■ Textauszug ■
******
Fast 250 Spieler bestritten gleich zwei Länderspiele auf einmal - ihr erstes und ihr letztes. Ein Rückblick auf 100 Jahre DFB-Eintagsfliegen zeigt eine erstaunliche Entwicklung. Weit ehe Talent oder Klubpass entschieden, wurde man deutscher Nationalspieler auch schnell mal aus Versehen.
Die Geschichte der Nationalelf ist eine Geschichte voller Missverständnisse. Zumindest für Zoltan Sebescen, jenen unglückseligen Wolfsburger, den Bodewijn Zenden am Nasenring durch die Amsterdam Arena zog und der von seinem ersten Spiel für Deutschland noch in der Halbzeitpause erlöst werden musste. Sebescen wurde nie wieder eingeladen und gilt noch heute als der Klassiker unter den Eintagsfliegen.
******
[Datensatzzeilen dazu, wo Objekte vorkommen]
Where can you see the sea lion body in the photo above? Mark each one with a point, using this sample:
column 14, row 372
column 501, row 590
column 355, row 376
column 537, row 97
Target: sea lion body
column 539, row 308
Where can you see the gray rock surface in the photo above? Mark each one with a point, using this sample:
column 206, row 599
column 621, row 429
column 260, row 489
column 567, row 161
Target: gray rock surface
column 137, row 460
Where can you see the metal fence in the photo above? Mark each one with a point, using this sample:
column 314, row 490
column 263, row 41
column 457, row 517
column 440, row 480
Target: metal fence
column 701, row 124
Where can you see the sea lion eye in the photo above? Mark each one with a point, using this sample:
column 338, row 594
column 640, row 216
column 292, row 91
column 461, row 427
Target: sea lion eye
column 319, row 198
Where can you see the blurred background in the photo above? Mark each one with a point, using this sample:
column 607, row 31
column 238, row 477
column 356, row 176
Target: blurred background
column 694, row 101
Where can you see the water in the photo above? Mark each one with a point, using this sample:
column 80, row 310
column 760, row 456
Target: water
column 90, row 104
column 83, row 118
******
■ Aufgaben ■
a) Schreib den Text über die DFB-Eintagsfliegen von „Fast 250 Spieler“ bis „unter den Eintagsfliegen.“ neu und setz dabei „Nationalmannschaft“ an die Stelle von „Nationalelf“.
b) Führe den Text über die DFB-Eintagsfliegen nach seinem letzten Satz weiter.

■ Antworten ■
a)
Fast 250 Spieler bestritten gleich zwei Länderspiele auf einmal - ihr erstes und ihr letztes. Ein Rückblick auf 100 Jahre DFB-Eintagsfliegen zeigt eine erstaunliche Entwicklung. Weit ehe Talent oder Klubpass entschieden, wurde man deutscher Nationalspieler auch schnell mal aus Versehen.
Die Geschichte der Nationalmannschaft ist eine Geschichte voller Missverständnisse. Zumindest für Zoltan Sebescen, jenen unglückseligen Wolfsburger, den Bodewijn Zenden am Nasenring durch die Amsterdam Arena zog und der von seinem ersten Spiel für Deutschland noch in der Halbzeitpause erlöst werden musste. Sebescen wurde nie wieder eingeladen und gilt noch heute als der Klassiker unter den Eintagsfliegen.

b)
Allein trägt der Ex-Leverkusener diese Bürde jedoch nicht. Exakt 245 Spieler jagte der Deutsche Fußballbund genau einmal durch seine A-Elf, davon schon 170 in der Zeit von 1908 bis zum großen Bruch 1942, ehe der DFB für acht Jahre von den Bühnen Europas verschwand. Die Liste der Eintagsfliegen ist ebenso lang wie kunterbunt und reicht alphabetisch vom Leipziger Rechtsaußen Erich Albrecht, der mit der deutschen Auswahl 0:9 in England unterging (1909), bis zu Karl Zolper vom CfR Köln. Er stand im Tor, als Deutschland 1925 mit 1:2 gegen die Niederlande verlor.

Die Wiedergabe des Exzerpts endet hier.